_PAGE TEXT_
+ + + +

Urbanization and the Imperial Framework

1

Imperial Geographies

City, Settlement, and Ideology in the Formation of the Hellenistic Kingdoms

All ancient empires were by nature diverse patchworks of communities, institutions, and geographic zones more or less closely bound to a centralized imperial administration. Even when kings made ideological claims to universal empire (such as the Achaemenids or Alexander), a fragmented reality invariably underlay such totalizing rhetoric.1 In no other period was the imperial landscape of the eastern Mediterranean more a loose aggregate of constantly shifting borders and alliances than in the chaotic decades after the death of Alexander. As his imperial order began to crumble, a different kind of rule, with distinct institutions and patterns of interaction, rapidly developed. While the heirs to Alexander’s conquests may never have renounced the ideal of what Hieronymos of Kardia called “the whole” (ta hola),2 their intense rivalries fractured the resources of the empire and made the development of regional bases of power all the more critical to competition in a multipolar world of constant warfare.3
In this context, all who controlled cities and population groups (ethnē) began to harbor hopes of kingship, as Diodoros (following Hieronymos) acutely remarked.4 The revealing fact that this inchoate world of the Hellenistic kingdoms was deeply rooted in the support of local communities underlies this apposite observation. The surviving narrative of the wars of the Successors plays out against a complex backdrop of cities and communities, but the high-level focus on the personalities and politics of the Successors and the compression and selective interest of our extant sources often flatten the picture.5 The vigorous struggle over the control of cities and regions, meanwhile, led to the emergence of one of the most characteristic features of relations between kings and cities in the period: the pervasive rhetoric of freedom and autonomy. This became a defining ideological battleground, one that has often led historians, ancient and modern, to attempt to parse the level of sincerity or efficacy behind such slogans.6 If we examine this interaction from another perspective, however, one that seeks less to determine the relative value of such enunciations and instead focuses on what this struggle reveals—namely, the structural importance of cities to the creation of the Hellenistic states—we get a holistic view of the efforts of imperial authorities to organize their power through the manipulation of populations and political structures.
The staggering investment of the dynasts in urban development stands out as a major feature of the formation of the Hellenistic states. From 316/15 on, a flurry of city foundations took place across Greece, Asia Minor, and the Near East, with the greatest concentration in the first two generations of the kings. The imprint of Macedonian imperialism took a range of forms, from forts and strongholds in and out of civic territory through “military settlements” (katoikiai) carved out of royal land to genuine polis foundations. This scalable settlement policy radically changed the human and imperial geographies of the Hellenistic world and has rightly been seen as a defining aspect—and the most lasting contribution—of Macedonian rule. A wider outcome of the focus on urbanization was the spread of polis institutions to the less urbanized areas of the oikoumenē, from the peripheries of the “old” Greek world to the vast stretches of the Middle East and central Asia.

+ + + +

_PROVIDED RECORDS_
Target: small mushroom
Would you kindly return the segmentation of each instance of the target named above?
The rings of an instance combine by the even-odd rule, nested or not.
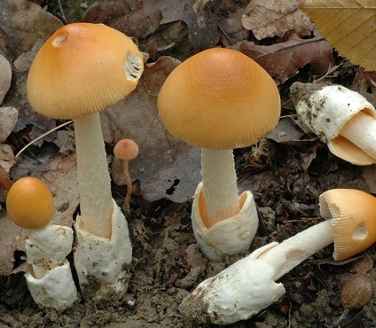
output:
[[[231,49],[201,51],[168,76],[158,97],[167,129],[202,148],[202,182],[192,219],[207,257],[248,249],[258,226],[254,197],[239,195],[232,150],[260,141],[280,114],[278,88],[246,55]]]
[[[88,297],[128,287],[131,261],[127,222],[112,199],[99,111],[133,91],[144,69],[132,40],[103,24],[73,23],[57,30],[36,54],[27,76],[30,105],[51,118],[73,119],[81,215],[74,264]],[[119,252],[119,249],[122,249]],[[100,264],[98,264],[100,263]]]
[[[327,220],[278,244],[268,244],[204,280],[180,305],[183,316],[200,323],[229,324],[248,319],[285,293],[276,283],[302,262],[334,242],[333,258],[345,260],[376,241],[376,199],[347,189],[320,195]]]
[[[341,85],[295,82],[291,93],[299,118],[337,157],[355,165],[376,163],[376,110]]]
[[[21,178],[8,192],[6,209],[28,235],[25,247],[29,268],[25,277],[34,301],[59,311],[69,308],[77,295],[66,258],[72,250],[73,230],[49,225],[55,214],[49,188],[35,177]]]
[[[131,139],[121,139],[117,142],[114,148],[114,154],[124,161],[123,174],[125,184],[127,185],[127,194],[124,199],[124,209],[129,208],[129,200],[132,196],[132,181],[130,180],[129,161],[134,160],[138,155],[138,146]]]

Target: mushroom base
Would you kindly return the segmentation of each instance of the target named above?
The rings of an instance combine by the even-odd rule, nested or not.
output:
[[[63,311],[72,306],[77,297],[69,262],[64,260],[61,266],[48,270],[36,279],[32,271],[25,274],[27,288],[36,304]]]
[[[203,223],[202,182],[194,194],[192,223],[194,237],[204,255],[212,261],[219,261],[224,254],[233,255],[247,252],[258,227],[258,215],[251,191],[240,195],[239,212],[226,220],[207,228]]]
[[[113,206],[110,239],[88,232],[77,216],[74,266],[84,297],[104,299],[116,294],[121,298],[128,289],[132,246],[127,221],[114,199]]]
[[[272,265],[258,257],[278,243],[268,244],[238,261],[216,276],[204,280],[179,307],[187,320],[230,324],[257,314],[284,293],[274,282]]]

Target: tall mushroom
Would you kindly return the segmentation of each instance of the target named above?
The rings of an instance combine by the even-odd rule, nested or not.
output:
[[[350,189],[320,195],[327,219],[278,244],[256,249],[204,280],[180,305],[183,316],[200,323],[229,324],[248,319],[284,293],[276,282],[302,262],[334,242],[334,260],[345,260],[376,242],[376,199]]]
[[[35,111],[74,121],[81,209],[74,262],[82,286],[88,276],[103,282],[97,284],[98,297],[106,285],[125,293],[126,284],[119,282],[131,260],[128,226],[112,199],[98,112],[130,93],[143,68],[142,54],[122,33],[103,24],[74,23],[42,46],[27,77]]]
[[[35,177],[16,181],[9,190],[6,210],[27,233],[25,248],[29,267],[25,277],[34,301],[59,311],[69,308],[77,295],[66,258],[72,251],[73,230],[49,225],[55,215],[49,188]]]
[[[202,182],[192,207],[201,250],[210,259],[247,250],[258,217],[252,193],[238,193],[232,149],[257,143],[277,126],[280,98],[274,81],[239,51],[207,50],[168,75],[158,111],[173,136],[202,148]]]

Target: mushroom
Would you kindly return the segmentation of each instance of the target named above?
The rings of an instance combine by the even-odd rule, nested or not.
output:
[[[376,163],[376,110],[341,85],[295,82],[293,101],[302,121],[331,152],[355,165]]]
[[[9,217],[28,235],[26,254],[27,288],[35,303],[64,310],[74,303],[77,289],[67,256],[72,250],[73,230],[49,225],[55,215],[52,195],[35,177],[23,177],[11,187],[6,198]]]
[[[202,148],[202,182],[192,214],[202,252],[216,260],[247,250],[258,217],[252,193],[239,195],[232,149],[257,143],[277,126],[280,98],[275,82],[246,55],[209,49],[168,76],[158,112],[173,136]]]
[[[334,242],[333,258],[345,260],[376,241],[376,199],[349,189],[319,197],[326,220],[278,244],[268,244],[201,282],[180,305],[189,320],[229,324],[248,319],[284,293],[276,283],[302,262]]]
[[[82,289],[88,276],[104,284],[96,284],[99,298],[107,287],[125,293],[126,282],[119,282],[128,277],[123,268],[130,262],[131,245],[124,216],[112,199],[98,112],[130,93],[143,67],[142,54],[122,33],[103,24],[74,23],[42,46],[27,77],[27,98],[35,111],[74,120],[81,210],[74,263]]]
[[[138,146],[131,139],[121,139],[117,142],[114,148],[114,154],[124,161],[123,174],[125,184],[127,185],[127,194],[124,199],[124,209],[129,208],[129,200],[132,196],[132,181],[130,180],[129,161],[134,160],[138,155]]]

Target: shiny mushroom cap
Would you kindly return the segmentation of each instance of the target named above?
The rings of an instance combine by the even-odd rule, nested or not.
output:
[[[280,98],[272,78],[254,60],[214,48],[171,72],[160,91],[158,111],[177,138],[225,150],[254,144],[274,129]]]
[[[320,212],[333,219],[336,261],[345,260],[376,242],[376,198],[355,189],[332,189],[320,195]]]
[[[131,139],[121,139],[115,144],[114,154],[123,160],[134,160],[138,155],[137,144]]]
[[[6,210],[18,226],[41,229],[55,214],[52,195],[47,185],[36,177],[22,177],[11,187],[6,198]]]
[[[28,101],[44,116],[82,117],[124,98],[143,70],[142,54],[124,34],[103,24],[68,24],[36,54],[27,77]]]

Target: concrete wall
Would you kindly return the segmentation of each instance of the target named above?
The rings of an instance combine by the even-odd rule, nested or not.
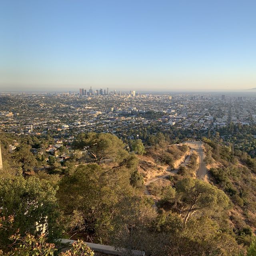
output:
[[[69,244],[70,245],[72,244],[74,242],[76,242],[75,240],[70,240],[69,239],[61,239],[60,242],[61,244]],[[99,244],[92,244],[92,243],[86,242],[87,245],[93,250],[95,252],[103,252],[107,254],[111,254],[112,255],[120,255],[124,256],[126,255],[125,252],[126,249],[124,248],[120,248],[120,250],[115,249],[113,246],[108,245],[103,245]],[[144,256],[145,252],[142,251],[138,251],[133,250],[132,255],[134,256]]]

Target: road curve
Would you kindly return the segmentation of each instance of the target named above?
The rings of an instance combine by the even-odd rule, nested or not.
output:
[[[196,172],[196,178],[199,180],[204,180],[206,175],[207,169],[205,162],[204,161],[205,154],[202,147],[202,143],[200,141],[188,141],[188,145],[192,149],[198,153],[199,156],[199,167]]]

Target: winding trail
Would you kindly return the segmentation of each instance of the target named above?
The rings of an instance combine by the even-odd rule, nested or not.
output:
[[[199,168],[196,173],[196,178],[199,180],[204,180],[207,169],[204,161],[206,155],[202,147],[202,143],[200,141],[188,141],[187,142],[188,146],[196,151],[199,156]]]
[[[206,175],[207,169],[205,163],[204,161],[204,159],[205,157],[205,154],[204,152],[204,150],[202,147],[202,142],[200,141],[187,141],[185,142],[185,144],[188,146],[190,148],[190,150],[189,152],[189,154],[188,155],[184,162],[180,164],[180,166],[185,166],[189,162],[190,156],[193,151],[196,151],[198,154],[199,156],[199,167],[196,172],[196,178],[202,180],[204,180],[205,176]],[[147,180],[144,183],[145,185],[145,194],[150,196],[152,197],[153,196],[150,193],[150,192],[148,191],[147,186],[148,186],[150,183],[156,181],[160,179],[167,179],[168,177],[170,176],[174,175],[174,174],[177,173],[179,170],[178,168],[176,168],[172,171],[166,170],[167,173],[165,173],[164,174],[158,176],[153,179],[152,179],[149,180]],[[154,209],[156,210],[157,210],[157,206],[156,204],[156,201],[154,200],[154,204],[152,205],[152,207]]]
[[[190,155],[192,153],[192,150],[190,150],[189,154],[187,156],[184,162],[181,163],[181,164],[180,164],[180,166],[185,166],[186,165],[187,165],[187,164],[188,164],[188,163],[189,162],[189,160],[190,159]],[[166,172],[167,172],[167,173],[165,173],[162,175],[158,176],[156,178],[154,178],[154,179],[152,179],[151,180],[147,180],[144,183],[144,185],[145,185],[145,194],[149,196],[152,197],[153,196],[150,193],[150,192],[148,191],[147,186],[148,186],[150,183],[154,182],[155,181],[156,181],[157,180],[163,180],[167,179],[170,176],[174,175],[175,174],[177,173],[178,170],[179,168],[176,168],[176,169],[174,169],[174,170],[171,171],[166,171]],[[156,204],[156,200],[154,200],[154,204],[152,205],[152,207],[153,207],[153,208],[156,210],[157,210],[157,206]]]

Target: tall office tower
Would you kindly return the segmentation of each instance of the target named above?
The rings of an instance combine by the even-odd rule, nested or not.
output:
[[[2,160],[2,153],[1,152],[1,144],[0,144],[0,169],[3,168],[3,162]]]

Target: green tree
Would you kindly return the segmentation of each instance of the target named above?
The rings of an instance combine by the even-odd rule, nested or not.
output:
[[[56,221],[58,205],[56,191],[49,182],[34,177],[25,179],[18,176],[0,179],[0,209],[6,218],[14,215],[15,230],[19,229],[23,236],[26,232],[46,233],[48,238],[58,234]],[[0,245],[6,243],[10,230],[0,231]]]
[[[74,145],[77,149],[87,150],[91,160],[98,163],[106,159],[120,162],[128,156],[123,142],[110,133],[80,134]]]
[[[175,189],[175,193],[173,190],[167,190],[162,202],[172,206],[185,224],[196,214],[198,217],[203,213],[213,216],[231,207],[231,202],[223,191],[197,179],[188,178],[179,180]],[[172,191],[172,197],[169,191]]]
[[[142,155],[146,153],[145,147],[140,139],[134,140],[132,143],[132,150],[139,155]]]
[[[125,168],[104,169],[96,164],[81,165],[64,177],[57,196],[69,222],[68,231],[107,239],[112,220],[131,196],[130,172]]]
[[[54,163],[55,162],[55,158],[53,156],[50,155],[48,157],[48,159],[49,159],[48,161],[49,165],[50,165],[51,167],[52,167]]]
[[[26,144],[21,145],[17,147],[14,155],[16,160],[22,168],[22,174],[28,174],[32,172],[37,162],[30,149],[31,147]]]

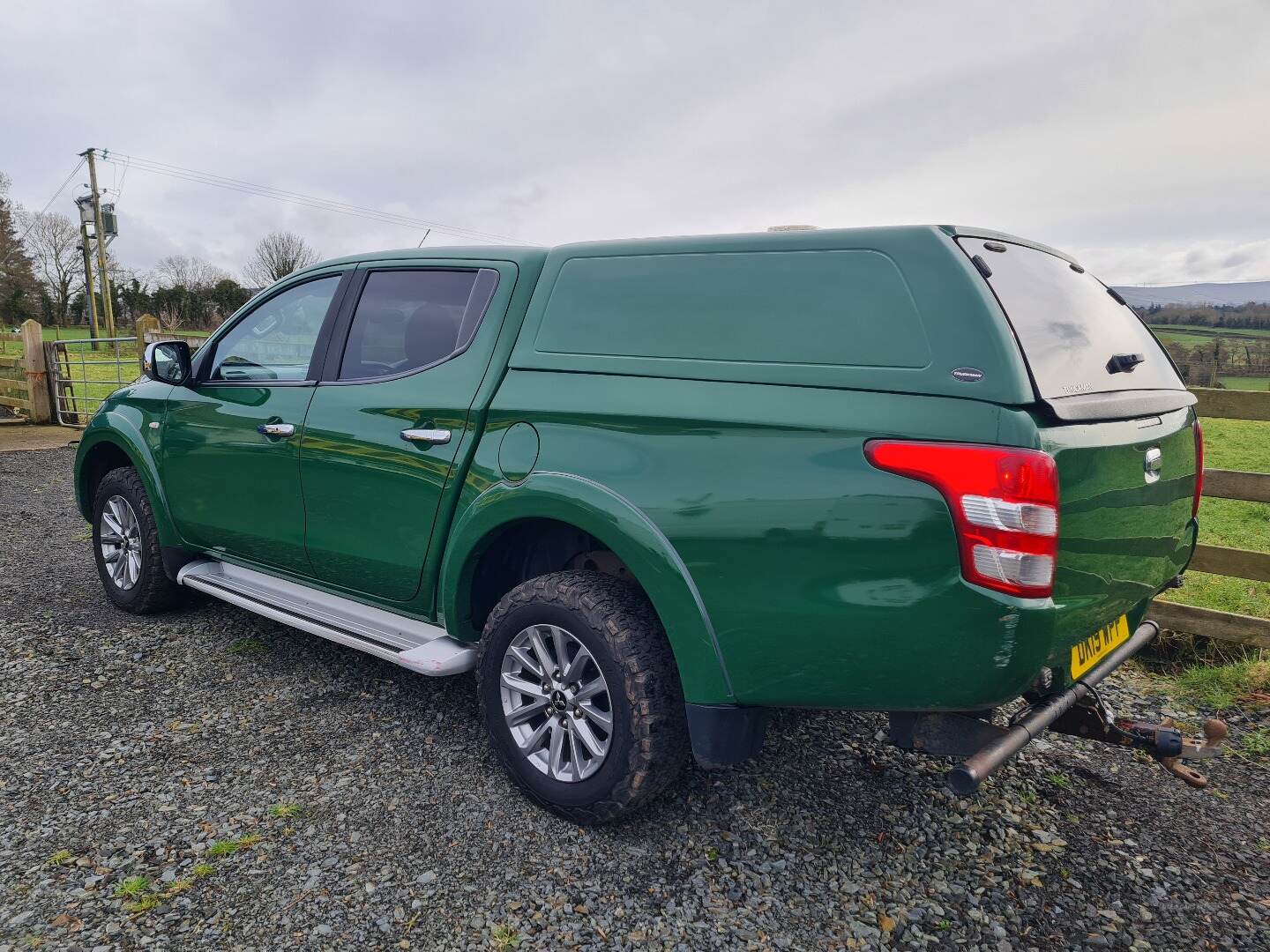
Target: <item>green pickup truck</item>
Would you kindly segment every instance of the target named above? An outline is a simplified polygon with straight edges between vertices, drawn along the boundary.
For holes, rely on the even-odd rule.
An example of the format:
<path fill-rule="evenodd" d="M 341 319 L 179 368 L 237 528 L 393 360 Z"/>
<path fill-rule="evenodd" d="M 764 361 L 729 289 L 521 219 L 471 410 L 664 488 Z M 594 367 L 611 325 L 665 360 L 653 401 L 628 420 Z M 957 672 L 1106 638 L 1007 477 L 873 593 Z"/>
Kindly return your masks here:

+ + + +

_WHAT YOU NEED TO DO_
**1)** Translate this sentence from the passage on Hellenistic cities into Spanish: "The staggering investment of the dynasts in urban development stands out as a major feature of the formation of the Hellenistic states."
**2)** Please copy out the lines of the entries that start with the line containing "Target: <item>green pickup truck</item>" and go on through the last line of the entries.

_ANSWERS TO THE EXERCISE_
**1)** La asombrosa inversión de los dinastas en el desarrollo urbano destaca como un rasgo principal de la formación de los estados helenísticos.

**2)**
Target: <item>green pickup truck</item>
Would you kindly segment every instance of the target named above? An outline is a simplified polygon with straight edges between vertices, drawn along the boundary.
For holes, rely on the even-odd rule.
An example of the format:
<path fill-rule="evenodd" d="M 341 319 L 179 368 L 237 528 L 393 360 Z"/>
<path fill-rule="evenodd" d="M 764 361 L 729 289 L 521 219 L 471 410 L 664 488 Z M 594 367 L 611 325 L 665 360 L 653 401 L 628 420 Z M 957 672 L 1106 638 L 1007 477 L 873 593 Z"/>
Kindly return your masks here:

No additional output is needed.